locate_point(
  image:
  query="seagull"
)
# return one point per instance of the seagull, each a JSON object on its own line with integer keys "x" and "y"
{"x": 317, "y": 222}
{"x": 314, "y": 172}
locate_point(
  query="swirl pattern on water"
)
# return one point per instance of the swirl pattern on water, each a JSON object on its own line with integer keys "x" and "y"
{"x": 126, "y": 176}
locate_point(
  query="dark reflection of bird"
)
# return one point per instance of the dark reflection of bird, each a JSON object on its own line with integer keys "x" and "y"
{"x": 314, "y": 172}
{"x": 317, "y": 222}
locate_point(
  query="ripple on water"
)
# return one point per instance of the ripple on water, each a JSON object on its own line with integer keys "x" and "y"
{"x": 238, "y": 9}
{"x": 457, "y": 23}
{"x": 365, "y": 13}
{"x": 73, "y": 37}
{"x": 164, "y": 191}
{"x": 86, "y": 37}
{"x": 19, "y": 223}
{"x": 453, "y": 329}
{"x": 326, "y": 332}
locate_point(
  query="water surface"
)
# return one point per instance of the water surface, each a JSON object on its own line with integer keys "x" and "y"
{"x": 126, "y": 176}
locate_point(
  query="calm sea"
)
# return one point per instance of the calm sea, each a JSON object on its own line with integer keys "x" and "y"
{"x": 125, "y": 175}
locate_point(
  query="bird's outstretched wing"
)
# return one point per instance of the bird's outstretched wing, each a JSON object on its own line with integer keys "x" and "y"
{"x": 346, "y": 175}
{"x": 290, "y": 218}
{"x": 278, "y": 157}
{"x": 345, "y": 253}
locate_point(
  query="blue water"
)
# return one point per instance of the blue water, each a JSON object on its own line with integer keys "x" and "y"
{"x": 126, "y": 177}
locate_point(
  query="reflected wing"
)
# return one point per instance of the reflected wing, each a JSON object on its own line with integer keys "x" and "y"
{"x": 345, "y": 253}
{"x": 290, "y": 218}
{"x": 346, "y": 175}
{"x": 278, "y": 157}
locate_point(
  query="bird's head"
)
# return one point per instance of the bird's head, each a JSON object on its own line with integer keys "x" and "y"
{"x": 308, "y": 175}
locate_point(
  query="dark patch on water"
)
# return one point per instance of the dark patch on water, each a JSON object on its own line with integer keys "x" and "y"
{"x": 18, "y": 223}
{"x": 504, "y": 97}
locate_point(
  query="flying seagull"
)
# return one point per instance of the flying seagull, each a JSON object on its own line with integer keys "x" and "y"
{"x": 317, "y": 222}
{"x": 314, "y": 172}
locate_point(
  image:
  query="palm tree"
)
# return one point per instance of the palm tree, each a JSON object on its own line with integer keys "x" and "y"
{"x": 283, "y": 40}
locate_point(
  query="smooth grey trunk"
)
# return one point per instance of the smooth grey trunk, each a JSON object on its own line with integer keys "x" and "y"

--- Exercise ---
Where in the records does the word "trunk" appear? Copy each line that holds it.

--- Result for this task ---
  query="smooth grey trunk"
# return one point per instance of the smooth grey trunk, each a JSON object on its own line with integer keys "x" and "y"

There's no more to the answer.